**WORK REQUEST**:
Reproduce the text on quartz in silicon production starting with "How does different" and going on through "in silicon production.", switching "solar cells" for "solar panels".

**DOCUMENT EXCERPT**:
How does different types of quartz behave when they are heated from 20 to 1500º C? The answer can make us able to produce materials with less waste.
Silicon has a range of applications in our everyday life. The smartphone you are holding in your hands contains it (and all other electronic devices which has a transistor in it), medical equipment contain it, aluminum alloys contain it and solar cells contain it. In other words, crucial in our life!
Quartz is a raw material used in the production of silicon. The mineral can be found almost everywhere, but in various forms. Quartz is for example a type of silicon dioxide that can be found on beaches. I am investigating how we can utilize the quartz to its maximum in silicon production.
The silicon production process is largely as follows:
- The quartz is added to a large furnace together with different carbon sources
- Energy is added to the process to increase the temperature
- Chemical reactions occur
- The result is liquid silicon
A silicon furnace in industry scale. The raw materials are added at the top, and will descend in the furnace. The diameter of the oven is about 10 meters. Courtesy of Elkem. Thorsteinn Hannesson. (2016). The Si Process – Drawings.
Same, same. But different
Even if the production of silicon sounds very easy (almost like baking a cake), it is very complex. One of the aspects that makes it complex is that what you put into your furnace will affect how it behaves and hence how well (how energy efficient) it produces the product that you want.

**ENTRIES SUPPLIED**:
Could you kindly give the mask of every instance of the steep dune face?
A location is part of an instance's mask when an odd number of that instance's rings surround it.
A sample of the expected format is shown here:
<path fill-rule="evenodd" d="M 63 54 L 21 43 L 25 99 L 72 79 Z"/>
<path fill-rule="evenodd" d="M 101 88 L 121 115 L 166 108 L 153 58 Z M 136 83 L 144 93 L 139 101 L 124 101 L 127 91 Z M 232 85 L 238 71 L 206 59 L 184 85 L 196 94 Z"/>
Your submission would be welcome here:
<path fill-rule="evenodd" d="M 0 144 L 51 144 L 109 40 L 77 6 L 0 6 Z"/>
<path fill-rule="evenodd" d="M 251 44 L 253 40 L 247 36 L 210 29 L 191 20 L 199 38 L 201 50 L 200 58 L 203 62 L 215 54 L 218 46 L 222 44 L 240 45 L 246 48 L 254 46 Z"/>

**RESPONSE FOR THIS EXERCISE**:
How does different types of quartz behave when they are heated from 20 to 1500º C? The answer can make us able to produce materials with less waste.
Silicon has a range of applications in our everyday life. The smartphone you are holding in your hands contains it (and all other electronic devices which has a transistor in it), medical equipment contain it, aluminum alloys contain it and solar panels contain it. In other words, crucial in our life!
Quartz is a raw material used in the production of silicon. The mineral can be found almost everywhere, but in various forms. Quartz is for example a type of silicon dioxide that can be found on beaches. I am investigating how we can utilize the quartz to its maximum in silicon production.